■ How to complete this task: In the apixaban study summary, what dose of streptozotocin did the rats get to produce type 1 diabetes?

■ Given passage:
Apixaban Inhibits Progression of Experimental Diabetic Nephropathy by Blocking Advanced Glycation End Product-Receptor Axis.

Diabetes is associated with an increased risk of thromboembolism. However, the effects of apixaban, a factor Xa inhibitor on diabetic nephropathy, remain unknown. Six-week-old Wistar rats received a single 60 mg/kg intraperitoneal injection of streptozotocin to produce a model of type 1 diabetes. Type 1 diabetic and non-diabetic control rats were treated with or without apixaban orally for 8 weeks, and blood and kidneys were obtained for biochemical, real-time reverse transcription-polymerase chain reaction (RT-PCR) and morphological analyses. Although apixaban treatment did not affect glycemic or lipid parameters, it significantly (p < 0.01) inhibited the increases in advanced glycation end products (AGEs), the receptor for AGEs (RAGE) mRNA and protein levels, 8-hydroxy-2'-deoxyguanosine (8-OHdG), and NADPH oxidase-driven superoxide generation in diabetic rats at 14 weeks old. Compared with non-diabetic rats, gene and protein expression levels of monocyte chemoattractant protein-1 (MCP-1), vascular cell adhesion molecule-1 (VCAM-1), transforming growth factor-β (TGF-β), connective tissue growth factor (CTGF), and fibronectin were increased in 14-week-old diabetic rats, which were associated with enhanced renal expression of kidney injury molecule-1 (KIM-1) and Mac-3, increased extracellular matrix accumulation in the kidneys, and elevated urinary excretion levels of protein and KIM-1, all of which were significantly inhibited by the treatment with apixaban. Urine KIM-1 levels were significantly (p < 0.01) and positively correlated with AGEs (r = 0.690) and 8-OHdG (r = 0.793) in the kidneys and serum 8-OHdG levels (r = 0.823). Our present findings suggest that apixaban could ameliorate renal injury in streptozotocin-induced type 1 diabetic rats partly by blocking the AGE-RAGE-oxidative stress axis in diabetic kidneys.

■ Information supplied:
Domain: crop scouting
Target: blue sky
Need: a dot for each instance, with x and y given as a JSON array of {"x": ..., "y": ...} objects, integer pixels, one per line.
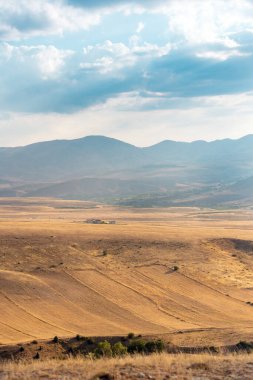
[{"x": 138, "y": 70}]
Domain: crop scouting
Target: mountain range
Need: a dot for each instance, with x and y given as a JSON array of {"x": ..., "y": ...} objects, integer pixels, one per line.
[{"x": 170, "y": 173}]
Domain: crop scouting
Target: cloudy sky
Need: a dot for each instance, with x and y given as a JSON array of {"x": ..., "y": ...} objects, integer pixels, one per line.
[{"x": 138, "y": 70}]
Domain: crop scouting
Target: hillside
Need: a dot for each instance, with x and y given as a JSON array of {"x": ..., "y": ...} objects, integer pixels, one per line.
[{"x": 200, "y": 173}]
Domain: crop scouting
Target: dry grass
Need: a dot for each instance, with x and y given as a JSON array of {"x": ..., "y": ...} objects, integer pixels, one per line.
[
  {"x": 156, "y": 367},
  {"x": 56, "y": 280}
]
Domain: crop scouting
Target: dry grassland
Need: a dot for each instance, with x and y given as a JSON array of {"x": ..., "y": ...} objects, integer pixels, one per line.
[
  {"x": 156, "y": 367},
  {"x": 61, "y": 276}
]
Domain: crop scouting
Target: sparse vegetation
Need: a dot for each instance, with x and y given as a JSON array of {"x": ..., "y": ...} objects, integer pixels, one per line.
[
  {"x": 118, "y": 349},
  {"x": 103, "y": 349},
  {"x": 56, "y": 339},
  {"x": 154, "y": 366}
]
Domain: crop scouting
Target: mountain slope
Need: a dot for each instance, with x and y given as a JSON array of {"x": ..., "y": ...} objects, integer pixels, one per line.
[{"x": 101, "y": 168}]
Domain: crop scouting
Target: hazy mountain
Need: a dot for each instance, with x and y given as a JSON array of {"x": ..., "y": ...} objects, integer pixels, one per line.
[{"x": 97, "y": 167}]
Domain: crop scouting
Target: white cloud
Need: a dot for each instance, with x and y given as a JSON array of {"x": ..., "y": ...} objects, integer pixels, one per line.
[
  {"x": 206, "y": 118},
  {"x": 140, "y": 27},
  {"x": 22, "y": 18},
  {"x": 208, "y": 21},
  {"x": 112, "y": 57},
  {"x": 47, "y": 60}
]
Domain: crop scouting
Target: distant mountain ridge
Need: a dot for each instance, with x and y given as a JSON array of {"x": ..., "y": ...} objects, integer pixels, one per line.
[{"x": 102, "y": 168}]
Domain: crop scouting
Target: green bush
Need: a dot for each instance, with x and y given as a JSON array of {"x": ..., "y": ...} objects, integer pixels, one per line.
[
  {"x": 137, "y": 346},
  {"x": 103, "y": 349},
  {"x": 142, "y": 346},
  {"x": 154, "y": 346},
  {"x": 56, "y": 339},
  {"x": 119, "y": 349}
]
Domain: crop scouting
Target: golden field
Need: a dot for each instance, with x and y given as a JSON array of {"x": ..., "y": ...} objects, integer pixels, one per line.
[
  {"x": 154, "y": 367},
  {"x": 183, "y": 274}
]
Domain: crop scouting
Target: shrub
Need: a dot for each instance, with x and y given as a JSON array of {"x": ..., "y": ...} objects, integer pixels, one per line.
[
  {"x": 90, "y": 341},
  {"x": 103, "y": 349},
  {"x": 56, "y": 339},
  {"x": 136, "y": 346},
  {"x": 37, "y": 356},
  {"x": 119, "y": 349},
  {"x": 154, "y": 346},
  {"x": 246, "y": 346}
]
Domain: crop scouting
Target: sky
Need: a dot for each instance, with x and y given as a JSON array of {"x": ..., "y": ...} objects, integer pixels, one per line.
[{"x": 138, "y": 70}]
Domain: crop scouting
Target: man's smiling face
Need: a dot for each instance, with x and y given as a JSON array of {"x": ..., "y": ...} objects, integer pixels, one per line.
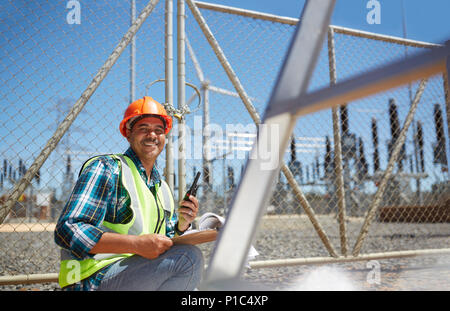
[{"x": 147, "y": 138}]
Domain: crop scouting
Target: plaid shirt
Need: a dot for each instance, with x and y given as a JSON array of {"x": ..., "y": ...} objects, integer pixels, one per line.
[{"x": 97, "y": 196}]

■ Exercise result: A single 60 mg/kg intraperitoneal injection.